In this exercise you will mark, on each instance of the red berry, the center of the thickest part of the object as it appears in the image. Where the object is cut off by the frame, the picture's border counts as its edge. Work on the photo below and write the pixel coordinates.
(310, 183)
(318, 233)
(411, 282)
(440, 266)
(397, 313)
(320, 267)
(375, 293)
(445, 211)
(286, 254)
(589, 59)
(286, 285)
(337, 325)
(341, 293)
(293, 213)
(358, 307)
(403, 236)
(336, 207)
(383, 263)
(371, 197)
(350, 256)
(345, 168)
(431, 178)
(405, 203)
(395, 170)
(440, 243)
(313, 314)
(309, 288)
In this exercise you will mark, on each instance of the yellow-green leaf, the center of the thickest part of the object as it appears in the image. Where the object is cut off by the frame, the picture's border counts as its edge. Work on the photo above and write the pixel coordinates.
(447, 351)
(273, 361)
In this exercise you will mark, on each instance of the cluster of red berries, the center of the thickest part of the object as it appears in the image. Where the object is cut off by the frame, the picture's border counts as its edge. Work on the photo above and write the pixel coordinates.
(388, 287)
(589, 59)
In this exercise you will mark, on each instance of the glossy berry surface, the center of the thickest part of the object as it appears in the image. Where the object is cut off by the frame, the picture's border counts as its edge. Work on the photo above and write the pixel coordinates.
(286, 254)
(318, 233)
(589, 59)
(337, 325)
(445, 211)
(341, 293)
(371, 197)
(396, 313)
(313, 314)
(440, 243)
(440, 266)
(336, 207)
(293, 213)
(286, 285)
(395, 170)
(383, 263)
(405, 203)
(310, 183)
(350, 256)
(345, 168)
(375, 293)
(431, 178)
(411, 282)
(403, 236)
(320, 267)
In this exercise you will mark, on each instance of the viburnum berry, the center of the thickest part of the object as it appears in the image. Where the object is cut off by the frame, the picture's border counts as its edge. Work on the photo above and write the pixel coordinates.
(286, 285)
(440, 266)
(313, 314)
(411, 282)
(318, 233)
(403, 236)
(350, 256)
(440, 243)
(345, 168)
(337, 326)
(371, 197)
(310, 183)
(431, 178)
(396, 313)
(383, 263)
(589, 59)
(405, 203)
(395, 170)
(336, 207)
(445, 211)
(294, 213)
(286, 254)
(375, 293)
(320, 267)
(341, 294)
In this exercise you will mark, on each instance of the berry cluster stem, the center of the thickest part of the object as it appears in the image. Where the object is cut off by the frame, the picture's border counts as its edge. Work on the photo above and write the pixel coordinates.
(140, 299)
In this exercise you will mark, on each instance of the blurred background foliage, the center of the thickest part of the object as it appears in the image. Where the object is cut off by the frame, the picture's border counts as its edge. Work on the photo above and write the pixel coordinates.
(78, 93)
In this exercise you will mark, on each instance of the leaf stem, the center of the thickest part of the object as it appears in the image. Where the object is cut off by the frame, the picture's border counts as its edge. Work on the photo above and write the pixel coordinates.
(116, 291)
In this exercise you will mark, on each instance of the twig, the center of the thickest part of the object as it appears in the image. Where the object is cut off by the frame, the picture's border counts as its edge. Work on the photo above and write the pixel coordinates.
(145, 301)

- ABOUT THIS EXERCISE
Output the entries exactly. Leave nothing out.

- SOLUTION FOR THIS EXERCISE
In this exercise you will mark, on each instance of the red berry, the center of the thickest part of the object as it appears in the image. Where the object is cut off by the frame, the picture's border counts as its edge. Work on the photo below and write the pixel coordinates.
(310, 183)
(318, 233)
(411, 282)
(440, 266)
(397, 313)
(320, 267)
(375, 293)
(445, 211)
(286, 254)
(589, 59)
(286, 285)
(337, 325)
(341, 293)
(293, 213)
(358, 307)
(403, 236)
(336, 207)
(383, 263)
(371, 197)
(350, 256)
(345, 168)
(431, 178)
(405, 203)
(395, 170)
(440, 243)
(313, 314)
(309, 288)
In this exercise you will mark, on each instance of the yellow-green leaf, the center of the thickest part of the object as it appears in the image. Where the object is cut off by the frame, the picture's border counts as its edge. Work on the photo above and write the pixel coordinates.
(447, 351)
(273, 361)
In this exercise you will mark, on each instance of the cluster of red berries, the center of the thickest part of the object as it appears in the image. Where the object is cut off by the frame, the picture's border counts as its edge. Work on the photo above and write the pixel coordinates.
(388, 287)
(589, 59)
In this exercise you will mark, on each instance of the glossy berry surface, the center of the thickest part of the object as it appears in the image. Where the object is cut off by the frame, the picture's border counts as its edge. Work on the photo above and write the pixel coordinates.
(286, 254)
(318, 233)
(589, 59)
(337, 325)
(445, 211)
(341, 293)
(371, 197)
(396, 313)
(313, 314)
(440, 243)
(440, 266)
(336, 207)
(293, 213)
(286, 285)
(395, 170)
(383, 263)
(405, 203)
(310, 183)
(350, 256)
(345, 168)
(375, 293)
(431, 178)
(411, 282)
(403, 236)
(320, 267)
In this exercise you will mark, on each instance of the viburnum berry, the center of the thickest part of the object as it appears in the image. Where the object is cut off by the frame, the picture's border counts as its edge. Work on the photo above and write the pixel coordinates.
(286, 285)
(440, 266)
(313, 314)
(411, 282)
(318, 233)
(403, 236)
(350, 256)
(440, 243)
(345, 168)
(337, 326)
(371, 197)
(310, 183)
(431, 178)
(396, 313)
(383, 263)
(589, 59)
(405, 203)
(395, 170)
(336, 207)
(445, 211)
(294, 213)
(286, 254)
(375, 293)
(320, 267)
(341, 294)
In this exercise you will mark, on each instance of the berry cluster stem, the center of the thickest part of the object as it appears in the image. Where the object is cut off by the frame, the picture's border counts as its edge. Work on the photo above and write the pixel coordinates.
(140, 299)
In this exercise you will mark, on each instance of the blurred background foliage, the center of the thickest part of the object as it appears in the image. Where the object is cut off by the frame, the picture's border counts as its edge. Work on the photo above and write the pixel coordinates.
(78, 93)
In this exercise you will mark, on each instance of the leaf stem, the center of the thickest part of the object as it appears in the image. Where the object is cut off by the frame, the picture's border counts as its edge. Work on the photo above and write the pixel coordinates.
(116, 291)
In this exercise you will mark, on each instance of the twig, the center of the thickest part of the object as it appears in the image. Where the object is cut off by the frame, the picture's border counts as its edge. Work on the photo above and write the pixel coordinates.
(145, 301)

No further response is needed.